- **What is expected**: In the records below, start at the line containing "Pretty please, detect the dark background" and end with the line containing "[604,385,718,410]", including both. Repeat every line in that span word for word.

(A data block)
= = = =

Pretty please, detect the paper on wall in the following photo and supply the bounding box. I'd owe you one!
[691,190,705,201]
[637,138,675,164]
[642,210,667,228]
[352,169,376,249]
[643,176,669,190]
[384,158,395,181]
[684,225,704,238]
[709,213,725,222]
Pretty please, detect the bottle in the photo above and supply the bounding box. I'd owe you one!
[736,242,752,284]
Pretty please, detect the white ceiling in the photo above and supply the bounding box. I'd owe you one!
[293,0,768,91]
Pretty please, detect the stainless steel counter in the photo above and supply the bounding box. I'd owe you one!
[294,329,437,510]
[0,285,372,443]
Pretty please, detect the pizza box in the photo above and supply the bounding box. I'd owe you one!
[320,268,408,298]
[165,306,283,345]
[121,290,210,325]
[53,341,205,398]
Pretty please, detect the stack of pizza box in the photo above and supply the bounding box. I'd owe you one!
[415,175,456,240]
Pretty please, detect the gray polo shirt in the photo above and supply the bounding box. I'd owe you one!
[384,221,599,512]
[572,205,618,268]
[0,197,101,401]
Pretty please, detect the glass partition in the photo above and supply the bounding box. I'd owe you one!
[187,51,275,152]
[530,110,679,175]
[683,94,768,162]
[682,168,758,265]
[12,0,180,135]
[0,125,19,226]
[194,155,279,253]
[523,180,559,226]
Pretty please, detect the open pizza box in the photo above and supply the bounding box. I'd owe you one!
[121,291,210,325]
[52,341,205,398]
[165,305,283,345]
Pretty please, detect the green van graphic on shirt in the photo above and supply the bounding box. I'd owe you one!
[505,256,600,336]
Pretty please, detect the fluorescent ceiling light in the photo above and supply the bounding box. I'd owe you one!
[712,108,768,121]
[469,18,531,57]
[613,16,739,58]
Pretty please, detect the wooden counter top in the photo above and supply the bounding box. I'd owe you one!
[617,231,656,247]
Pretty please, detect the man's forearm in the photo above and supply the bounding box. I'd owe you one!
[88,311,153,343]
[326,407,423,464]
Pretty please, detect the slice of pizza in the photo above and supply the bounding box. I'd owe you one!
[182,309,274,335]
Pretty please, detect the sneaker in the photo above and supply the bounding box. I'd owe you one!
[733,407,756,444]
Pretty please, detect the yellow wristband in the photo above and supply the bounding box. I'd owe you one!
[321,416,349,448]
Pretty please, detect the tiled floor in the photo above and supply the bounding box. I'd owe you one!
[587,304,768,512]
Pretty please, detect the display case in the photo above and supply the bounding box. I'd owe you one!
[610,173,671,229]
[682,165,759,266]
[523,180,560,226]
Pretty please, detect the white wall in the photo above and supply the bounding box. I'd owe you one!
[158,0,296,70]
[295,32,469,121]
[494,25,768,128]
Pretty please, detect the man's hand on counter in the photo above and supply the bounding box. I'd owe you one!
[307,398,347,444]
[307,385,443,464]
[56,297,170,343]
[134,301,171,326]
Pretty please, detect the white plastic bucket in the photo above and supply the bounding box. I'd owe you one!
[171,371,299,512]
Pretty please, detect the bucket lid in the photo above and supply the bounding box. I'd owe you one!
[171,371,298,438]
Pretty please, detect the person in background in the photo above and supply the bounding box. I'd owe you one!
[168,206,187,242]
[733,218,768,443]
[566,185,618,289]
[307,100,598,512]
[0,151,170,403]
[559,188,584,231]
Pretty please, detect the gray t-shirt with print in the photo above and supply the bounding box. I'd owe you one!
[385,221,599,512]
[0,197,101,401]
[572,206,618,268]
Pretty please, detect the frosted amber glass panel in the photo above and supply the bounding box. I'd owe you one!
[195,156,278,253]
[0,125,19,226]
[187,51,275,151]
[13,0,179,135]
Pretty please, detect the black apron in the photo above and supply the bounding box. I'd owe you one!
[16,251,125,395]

= = = =

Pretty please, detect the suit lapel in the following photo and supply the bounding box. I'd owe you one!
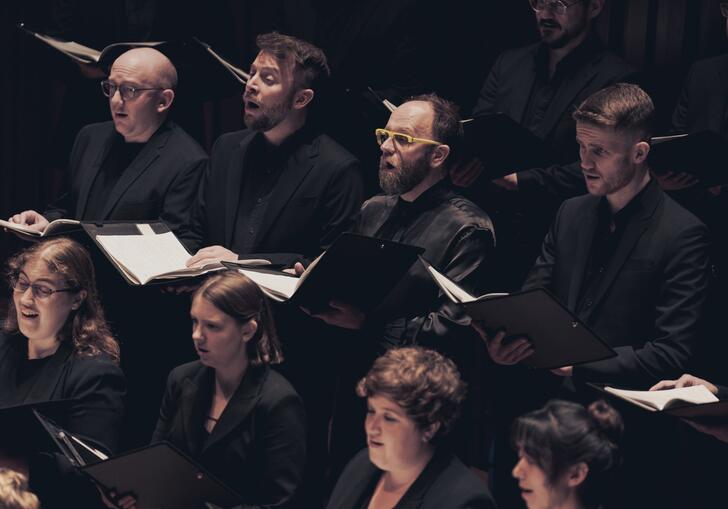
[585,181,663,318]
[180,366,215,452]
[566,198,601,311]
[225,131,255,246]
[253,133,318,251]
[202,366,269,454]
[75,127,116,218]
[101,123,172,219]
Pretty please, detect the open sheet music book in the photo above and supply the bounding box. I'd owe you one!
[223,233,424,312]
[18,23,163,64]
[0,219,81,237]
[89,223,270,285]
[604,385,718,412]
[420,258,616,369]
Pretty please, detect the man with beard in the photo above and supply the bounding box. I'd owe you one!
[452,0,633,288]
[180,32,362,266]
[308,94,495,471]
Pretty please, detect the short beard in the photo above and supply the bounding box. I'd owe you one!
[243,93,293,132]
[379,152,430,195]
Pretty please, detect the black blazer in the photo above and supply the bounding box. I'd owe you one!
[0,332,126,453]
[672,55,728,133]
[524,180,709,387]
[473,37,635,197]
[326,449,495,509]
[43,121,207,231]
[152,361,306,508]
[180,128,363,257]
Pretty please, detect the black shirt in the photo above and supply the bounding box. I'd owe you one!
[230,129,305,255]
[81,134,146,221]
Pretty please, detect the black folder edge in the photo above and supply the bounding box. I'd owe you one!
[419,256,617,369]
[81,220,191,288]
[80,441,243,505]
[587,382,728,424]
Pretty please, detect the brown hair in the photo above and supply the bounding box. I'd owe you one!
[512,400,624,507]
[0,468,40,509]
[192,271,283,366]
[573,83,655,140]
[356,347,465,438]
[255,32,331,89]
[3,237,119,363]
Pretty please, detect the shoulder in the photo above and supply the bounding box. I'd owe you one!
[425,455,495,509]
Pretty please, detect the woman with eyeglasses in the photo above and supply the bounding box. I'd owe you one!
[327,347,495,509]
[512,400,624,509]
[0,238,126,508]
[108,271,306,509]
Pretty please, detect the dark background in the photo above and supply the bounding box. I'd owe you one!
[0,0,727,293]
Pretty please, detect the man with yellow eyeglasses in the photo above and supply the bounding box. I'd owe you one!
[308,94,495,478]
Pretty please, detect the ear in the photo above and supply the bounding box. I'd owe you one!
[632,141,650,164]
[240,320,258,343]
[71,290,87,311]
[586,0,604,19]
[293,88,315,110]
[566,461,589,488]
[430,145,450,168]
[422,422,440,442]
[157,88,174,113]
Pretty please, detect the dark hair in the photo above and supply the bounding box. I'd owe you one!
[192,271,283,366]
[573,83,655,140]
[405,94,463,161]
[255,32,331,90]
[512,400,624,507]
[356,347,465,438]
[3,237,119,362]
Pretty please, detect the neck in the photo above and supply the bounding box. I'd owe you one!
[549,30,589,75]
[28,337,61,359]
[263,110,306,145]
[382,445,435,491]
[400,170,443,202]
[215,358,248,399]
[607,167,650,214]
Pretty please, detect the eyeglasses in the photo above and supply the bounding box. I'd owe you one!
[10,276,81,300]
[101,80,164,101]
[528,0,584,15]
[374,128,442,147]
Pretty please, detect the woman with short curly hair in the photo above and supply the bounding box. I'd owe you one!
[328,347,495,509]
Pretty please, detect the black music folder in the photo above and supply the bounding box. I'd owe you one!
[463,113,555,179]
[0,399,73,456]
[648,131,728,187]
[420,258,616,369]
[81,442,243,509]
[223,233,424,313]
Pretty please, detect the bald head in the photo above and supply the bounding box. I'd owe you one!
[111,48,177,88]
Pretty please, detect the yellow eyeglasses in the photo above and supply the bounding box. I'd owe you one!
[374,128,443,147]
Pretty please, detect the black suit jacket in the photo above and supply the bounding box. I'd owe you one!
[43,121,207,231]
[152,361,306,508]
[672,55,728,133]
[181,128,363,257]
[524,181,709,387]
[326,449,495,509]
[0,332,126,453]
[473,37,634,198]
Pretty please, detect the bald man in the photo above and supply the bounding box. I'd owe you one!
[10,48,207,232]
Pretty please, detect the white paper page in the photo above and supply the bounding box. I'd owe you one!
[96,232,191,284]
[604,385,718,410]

= = = =

- **Output**:
Pretty please, detect the dark background in the photo above and supply the bounding box. I'd owe you one!
[0,0,727,293]
Pretty please, detect the man with yellow eyeglasses in the photo above and supply the bounding box. I'd owe you one!
[308,94,495,478]
Pretty please, detect the ear in the photo above and supply the bounding box. I'd owe you one!
[632,141,650,164]
[240,320,258,343]
[71,290,87,311]
[586,0,604,19]
[293,88,315,110]
[566,461,589,488]
[430,145,450,168]
[422,422,440,442]
[157,88,174,113]
Pretty please, detect the dark hair in the photo above and supply the bounding box. I'd owe you one!
[192,271,283,366]
[573,83,655,140]
[405,94,463,161]
[255,32,331,90]
[512,400,624,507]
[356,347,465,438]
[3,237,119,362]
Pretty please, detect the neck in the photo above and supply the bounding box. I'd owe you one!
[549,30,589,75]
[28,337,61,359]
[263,110,306,145]
[382,445,435,491]
[400,170,443,202]
[215,358,248,399]
[607,167,650,214]
Pretty please, detect the eyeglasses in the photo above and supply the bounding box. I'd owe you one!
[10,276,81,300]
[101,80,164,101]
[528,0,584,15]
[374,128,442,147]
Pretty please, detect the woman with short curly hair in the photo above and supply the bounding box. I'd owe you one!
[328,347,495,509]
Pretty please, detect the black music folder in the photo above and supply the bounding box. I'd owe you one!
[463,113,555,179]
[0,399,73,456]
[648,131,728,187]
[420,258,616,369]
[81,442,243,509]
[223,233,424,313]
Pretty please, detect the bald head in the photo above and supply the bounding box. I'd owe you one!
[111,48,177,88]
Pretty please, detect the yellow eyeglasses in the photo above and supply the bounding box. I'd owe you one!
[374,128,443,147]
Pretty please, detect the black suit jacket in the photo above and supply the bounding box. I'd owe you one!
[43,121,207,231]
[152,361,306,508]
[672,55,728,133]
[181,128,363,257]
[524,181,709,387]
[326,449,495,509]
[0,332,126,453]
[473,37,634,198]
Pretty please, detect the bald man in the photo above and supply the bounding box. I'd owe you one!
[10,48,207,232]
Pretty please, detect the white paper page in the photo above and supply the bounding box. I'd owe you one!
[96,232,191,284]
[604,385,718,410]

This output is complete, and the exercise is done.